• [TEXTO FORNECIDO]:
━━━━━━━━━━━━━━━━━━━━━━━━━━━━━━

Um caso ótimo para ilustrar essa situação é o caso da fic da menina de Curitiba que supostamente tinha sido agredida por mulheres negras por usar turbante. Na época vieram perguntar o que eu achava disso e eu fiquei super “Meu deus se a menina vai usar pra se sentir mais bonita e ter forças pra superar a doença: só vai”. Foi um auê, todo mundo saindo em defesa da menina, vários textos e compartilhamentos no Facebook até descobrirmos que tudo não passava de uma bela mentira. Uns meses depois uma mulher negra foi na festa formatura de um amigo e foi agredida fisicamente e verbalmente justamente por usar o turbante. Eu não vi o mesmo tanto de textão saindo a favor da mulher nesse caso. Apenas observei esse rolê.

━━━━━━━━━━━━━━━━━━━━━━━━━━━━━━

• [DADOS FORNECIDOS]:
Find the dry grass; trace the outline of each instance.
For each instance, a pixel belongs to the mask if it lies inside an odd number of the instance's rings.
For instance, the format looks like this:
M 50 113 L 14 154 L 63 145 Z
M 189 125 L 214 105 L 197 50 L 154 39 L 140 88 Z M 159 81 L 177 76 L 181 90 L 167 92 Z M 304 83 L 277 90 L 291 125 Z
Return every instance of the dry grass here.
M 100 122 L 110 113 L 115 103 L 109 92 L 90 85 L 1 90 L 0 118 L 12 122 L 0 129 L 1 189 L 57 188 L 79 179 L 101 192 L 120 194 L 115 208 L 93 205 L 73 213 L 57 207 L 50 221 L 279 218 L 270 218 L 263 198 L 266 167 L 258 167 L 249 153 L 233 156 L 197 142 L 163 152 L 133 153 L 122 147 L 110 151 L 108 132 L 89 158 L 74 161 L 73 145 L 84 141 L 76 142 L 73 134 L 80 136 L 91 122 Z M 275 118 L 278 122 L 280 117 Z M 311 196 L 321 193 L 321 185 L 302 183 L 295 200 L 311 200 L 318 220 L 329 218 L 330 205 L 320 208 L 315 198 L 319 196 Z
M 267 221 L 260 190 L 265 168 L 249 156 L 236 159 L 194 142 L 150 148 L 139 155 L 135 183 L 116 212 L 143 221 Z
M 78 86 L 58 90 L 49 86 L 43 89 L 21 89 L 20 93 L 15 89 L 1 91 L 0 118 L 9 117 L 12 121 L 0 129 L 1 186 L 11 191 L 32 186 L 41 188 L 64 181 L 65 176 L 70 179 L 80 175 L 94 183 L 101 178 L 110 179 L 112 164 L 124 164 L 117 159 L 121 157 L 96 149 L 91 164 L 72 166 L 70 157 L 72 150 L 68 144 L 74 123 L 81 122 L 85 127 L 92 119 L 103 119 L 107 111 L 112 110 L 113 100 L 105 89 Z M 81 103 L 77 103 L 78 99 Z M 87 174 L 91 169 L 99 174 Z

━━━━━━━━━━━━━━━━━━━━━━━━━━━━━━

• [TAREFA PROPOSTA]: Na frase do texto fornecido que começa com "Foi um auê", quais reações ao caso da menina de Curitiba são mencionadas? Liste todas.

• [SOLUÇÃO DO EXERCÍCIO]:
- Foi um auê.
- Todo mundo saiu em defesa da menina.
- Surgiram vários textos.
- Houve compartilhamentos no Facebook.